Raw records
=======

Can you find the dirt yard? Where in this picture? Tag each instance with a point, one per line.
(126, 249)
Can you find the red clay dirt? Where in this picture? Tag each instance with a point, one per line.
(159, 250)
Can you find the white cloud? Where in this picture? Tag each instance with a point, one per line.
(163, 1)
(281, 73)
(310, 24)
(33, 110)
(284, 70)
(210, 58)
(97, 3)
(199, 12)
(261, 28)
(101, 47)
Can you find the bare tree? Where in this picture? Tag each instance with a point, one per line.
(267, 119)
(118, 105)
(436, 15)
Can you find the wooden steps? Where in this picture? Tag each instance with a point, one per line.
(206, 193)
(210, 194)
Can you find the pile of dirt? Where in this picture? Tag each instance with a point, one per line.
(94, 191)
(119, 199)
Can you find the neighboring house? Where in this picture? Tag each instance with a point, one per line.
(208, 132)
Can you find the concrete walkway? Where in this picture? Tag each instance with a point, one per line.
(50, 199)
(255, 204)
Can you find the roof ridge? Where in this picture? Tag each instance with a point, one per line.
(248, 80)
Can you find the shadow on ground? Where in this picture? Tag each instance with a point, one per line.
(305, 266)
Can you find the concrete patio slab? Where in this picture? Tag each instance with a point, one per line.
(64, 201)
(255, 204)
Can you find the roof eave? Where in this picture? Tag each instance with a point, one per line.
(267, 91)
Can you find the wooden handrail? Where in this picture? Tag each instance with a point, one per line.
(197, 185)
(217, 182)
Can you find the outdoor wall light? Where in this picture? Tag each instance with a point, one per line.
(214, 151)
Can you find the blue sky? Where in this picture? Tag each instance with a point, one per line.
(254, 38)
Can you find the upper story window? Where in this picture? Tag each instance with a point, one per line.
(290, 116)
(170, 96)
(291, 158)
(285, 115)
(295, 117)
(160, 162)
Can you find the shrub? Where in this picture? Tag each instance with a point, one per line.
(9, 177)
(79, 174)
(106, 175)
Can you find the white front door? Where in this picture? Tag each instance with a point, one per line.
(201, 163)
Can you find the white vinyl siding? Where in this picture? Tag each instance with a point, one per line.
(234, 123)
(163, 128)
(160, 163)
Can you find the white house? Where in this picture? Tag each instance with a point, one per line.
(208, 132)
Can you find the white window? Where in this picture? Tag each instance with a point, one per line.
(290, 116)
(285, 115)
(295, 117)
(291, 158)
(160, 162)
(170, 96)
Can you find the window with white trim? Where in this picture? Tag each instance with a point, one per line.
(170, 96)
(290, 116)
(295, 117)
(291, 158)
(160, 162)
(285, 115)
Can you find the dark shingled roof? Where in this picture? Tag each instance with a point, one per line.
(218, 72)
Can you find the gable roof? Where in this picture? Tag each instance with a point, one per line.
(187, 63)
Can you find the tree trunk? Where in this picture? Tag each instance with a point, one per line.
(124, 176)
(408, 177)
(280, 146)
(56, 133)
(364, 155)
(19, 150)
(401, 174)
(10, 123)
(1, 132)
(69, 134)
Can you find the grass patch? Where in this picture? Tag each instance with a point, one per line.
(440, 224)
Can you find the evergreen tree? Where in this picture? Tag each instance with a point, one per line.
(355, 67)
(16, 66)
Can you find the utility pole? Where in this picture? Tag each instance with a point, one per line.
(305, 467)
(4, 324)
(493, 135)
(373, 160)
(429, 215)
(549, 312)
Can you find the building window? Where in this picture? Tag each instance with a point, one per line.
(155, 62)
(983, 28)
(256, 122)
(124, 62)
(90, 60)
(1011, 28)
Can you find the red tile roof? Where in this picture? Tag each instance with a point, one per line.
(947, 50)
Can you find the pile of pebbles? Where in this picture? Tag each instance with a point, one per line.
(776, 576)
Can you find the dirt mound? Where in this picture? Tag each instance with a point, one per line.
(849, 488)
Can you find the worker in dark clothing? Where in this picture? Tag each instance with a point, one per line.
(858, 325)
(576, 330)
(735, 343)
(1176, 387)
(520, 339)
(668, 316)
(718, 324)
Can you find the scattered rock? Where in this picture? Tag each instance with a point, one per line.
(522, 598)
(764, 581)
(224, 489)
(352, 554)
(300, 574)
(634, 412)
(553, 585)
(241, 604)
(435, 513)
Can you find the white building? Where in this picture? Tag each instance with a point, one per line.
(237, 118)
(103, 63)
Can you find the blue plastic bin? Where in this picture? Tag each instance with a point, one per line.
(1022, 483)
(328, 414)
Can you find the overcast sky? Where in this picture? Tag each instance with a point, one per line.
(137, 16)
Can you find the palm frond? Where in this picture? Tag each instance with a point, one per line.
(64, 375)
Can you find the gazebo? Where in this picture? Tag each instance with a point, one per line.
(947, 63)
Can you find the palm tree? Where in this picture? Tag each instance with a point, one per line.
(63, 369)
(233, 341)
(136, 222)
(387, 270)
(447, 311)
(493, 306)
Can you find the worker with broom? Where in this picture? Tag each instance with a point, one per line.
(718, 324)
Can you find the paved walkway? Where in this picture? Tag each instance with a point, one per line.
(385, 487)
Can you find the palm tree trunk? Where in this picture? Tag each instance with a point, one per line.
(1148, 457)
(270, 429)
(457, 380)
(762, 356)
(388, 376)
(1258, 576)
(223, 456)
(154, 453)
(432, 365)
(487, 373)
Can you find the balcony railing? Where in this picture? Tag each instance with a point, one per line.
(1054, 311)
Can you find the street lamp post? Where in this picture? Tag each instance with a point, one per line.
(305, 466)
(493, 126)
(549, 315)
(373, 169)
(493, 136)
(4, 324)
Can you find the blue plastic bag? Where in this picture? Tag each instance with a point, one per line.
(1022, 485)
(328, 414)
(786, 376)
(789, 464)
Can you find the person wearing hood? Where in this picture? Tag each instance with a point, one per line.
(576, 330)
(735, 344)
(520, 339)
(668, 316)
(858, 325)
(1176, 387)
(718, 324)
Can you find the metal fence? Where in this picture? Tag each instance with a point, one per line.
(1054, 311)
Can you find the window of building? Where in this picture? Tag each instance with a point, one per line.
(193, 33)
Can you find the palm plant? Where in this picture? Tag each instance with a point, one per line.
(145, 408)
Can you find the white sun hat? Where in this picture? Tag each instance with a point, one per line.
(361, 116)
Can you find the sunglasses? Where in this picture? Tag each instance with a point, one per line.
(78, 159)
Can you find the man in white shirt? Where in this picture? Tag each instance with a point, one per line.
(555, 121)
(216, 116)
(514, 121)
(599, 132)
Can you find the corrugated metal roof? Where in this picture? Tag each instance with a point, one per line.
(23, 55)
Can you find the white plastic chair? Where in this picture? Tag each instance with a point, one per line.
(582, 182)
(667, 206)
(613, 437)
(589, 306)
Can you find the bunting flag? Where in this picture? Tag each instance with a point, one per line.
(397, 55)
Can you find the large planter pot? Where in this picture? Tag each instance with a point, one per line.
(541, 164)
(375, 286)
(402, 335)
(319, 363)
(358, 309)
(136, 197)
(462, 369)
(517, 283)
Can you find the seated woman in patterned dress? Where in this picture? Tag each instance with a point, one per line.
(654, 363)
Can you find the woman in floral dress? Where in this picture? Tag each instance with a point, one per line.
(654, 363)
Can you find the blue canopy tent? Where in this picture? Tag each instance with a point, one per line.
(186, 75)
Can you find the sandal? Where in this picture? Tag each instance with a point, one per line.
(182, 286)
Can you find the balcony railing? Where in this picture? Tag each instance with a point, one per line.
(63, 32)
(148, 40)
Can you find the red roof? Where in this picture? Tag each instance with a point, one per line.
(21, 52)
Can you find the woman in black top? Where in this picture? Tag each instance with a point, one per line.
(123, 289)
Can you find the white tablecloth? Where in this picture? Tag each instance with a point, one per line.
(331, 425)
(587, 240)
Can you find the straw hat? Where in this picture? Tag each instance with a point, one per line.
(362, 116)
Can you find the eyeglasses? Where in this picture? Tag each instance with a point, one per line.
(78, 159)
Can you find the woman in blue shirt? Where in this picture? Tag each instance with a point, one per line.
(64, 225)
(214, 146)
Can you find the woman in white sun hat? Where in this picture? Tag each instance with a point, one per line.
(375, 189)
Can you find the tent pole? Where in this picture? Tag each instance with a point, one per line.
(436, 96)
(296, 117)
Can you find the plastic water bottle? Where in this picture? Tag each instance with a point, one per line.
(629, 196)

=======

PROBLEM DESCRIPTION
Could you reproduce the material from the line with "Can you find the woman in white" through the end of the material, substituting "canopy pole" for "tent pole" and leaving everything else untouched?

ANSWER TO THE TASK
Can you find the woman in white sun hat? Where in this picture? Tag each instance with a point, one per line.
(375, 189)
Can you find the canopy pole? Where in this picture? Tag each instance with a point, one per line.
(436, 96)
(296, 117)
Can you find the plastic water bottle? Where in this picture? Tag each instance with a point, one per line.
(629, 196)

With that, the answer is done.